Foto: Cremer, Reuters/Montage: Beigelbeck

Wien - Der Lobbyismus scheint in Österreich der kleine Bruder der Freunderlwirtschaft zu sein, zumindest hängt dieses Image der beruflichen Interessenvertretung an - wenn nicht sogar das Bild des "Leute-Schmierens" in den Köpfen auftaucht.

"Es ist ein Drama" , seufzt Wolfgang Rosam von Rosam Change Communications. Irgendwann sei das Ganze eskaliert, mit dem Verkauf der Abfangjäger, mit Leuten wie Frau Rumpold und anderen dubiosen Beratern. Sie hätten Honorare in der zehnfachen Höhe kassiert und die Branche damit in Verruf gebracht. Einzelpersonen, die mit ihren Kontakten das schnelle Geld machen wollten. "Was da abgeht, geht auf keine Kuhhaut mehr" , ärgert sich der Lobbyist, "die seriösen Berater müssen sich dagegen wehren, indem sie klare Regeln aufstellen."

Unklarer Grenzverlauf

Unklar ist aber schon der Grenzverlauf zwischen Lobbyismus, Public Relations, Political Affairs und Politikberatung. Vieles vermischt sich in Österreich in den Agenturen. "Ich helfe Firmen, wenn sie etwas von der Politik brauchen" , definiert Karl Krammer seine Rolle als Berater für Politik. "Damit meine ich die Politik als Institution, nicht die Parteipolitik." Den Titel Lobbyist hat er abgelegt, zu schlecht sei das Image, zumindest in Österreich. In den USA würde er ihn wiederum zweifelsohne verwenden. Geht Politikberatung ins System hinein, indem etwa ein Politiker gezielt mit Informationen versorgt und vor Entscheidungen beraten wird, werden beim Lobbying primär Verbände oder Unternehmen vertreten, mit dem Ziel, ihre Anliegen den Entscheidungsträgern vor Gesetzgebungen nahezulegen. Man spricht auch von Einflussnahme, ganz offiziell.

Bereitgestellte Daten:
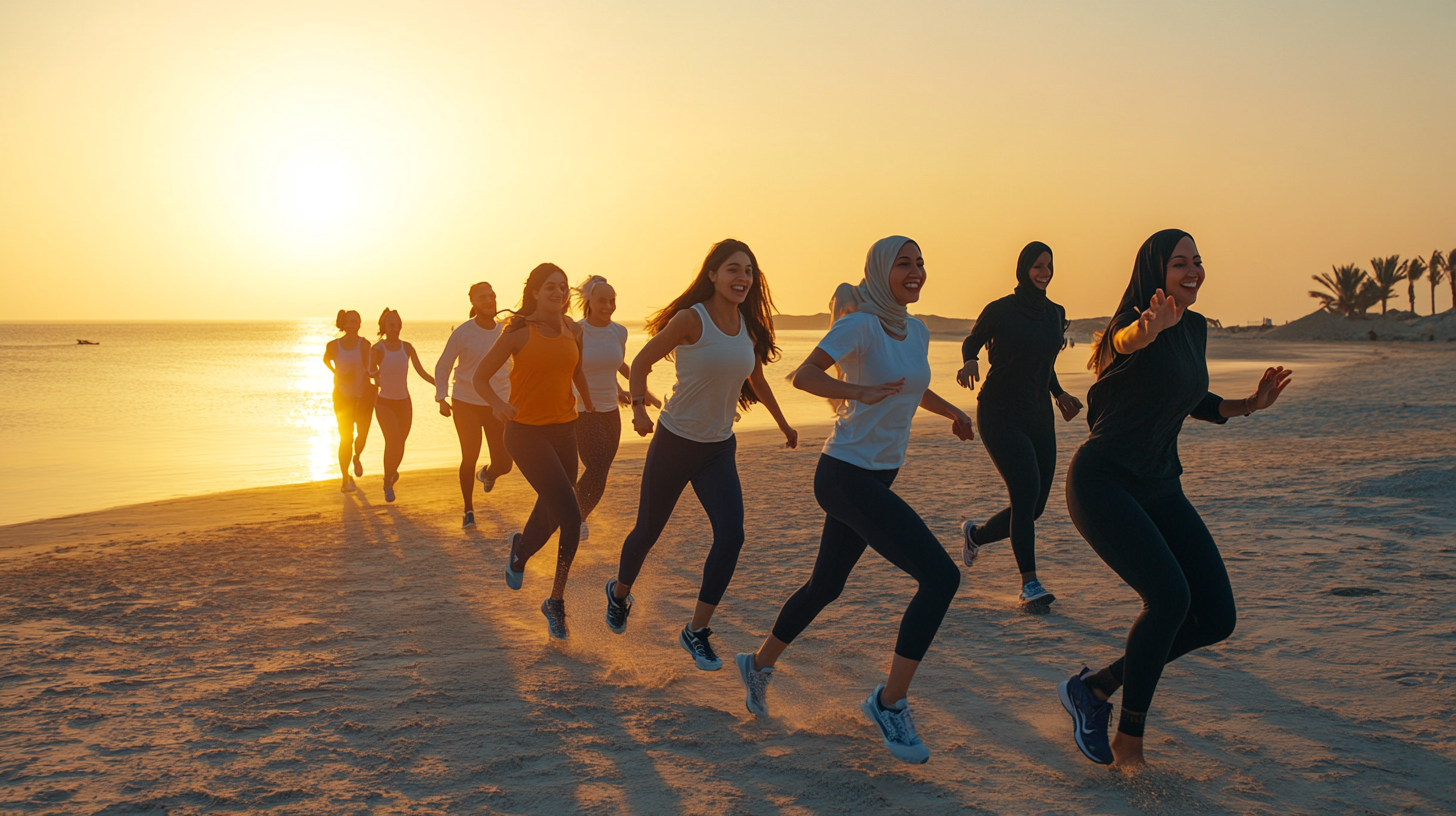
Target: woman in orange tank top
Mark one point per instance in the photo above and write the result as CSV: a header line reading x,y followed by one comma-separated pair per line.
x,y
540,426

Aufgaben:
1. Übersetzen Sie den Satz „Vieles vermischt sich in Österreich in den Agenturen.“ aus dem Lesetext ins Englische.
2. Schreiben Sie aus dem Lesetext den Abschnitt ab, der bei „Foto: Cremer, Reuters/Montage: Beigelbeck“ beginnt und bei „den Köpfen auftaucht.“ endet.

Lösungen:
1. In Austria, a lot gets mixed together in the agencies.

2.
Foto: Cremer, Reuters/Montage: Beigelbeck

Wien - Der Lobbyismus scheint in Österreich der kleine Bruder der Freunderlwirtschaft zu sein, zumindest hängt dieses Image der beruflichen Interessenvertretung an - wenn nicht sogar das Bild des "Leute-Schmierens" in den Köpfen auftaucht.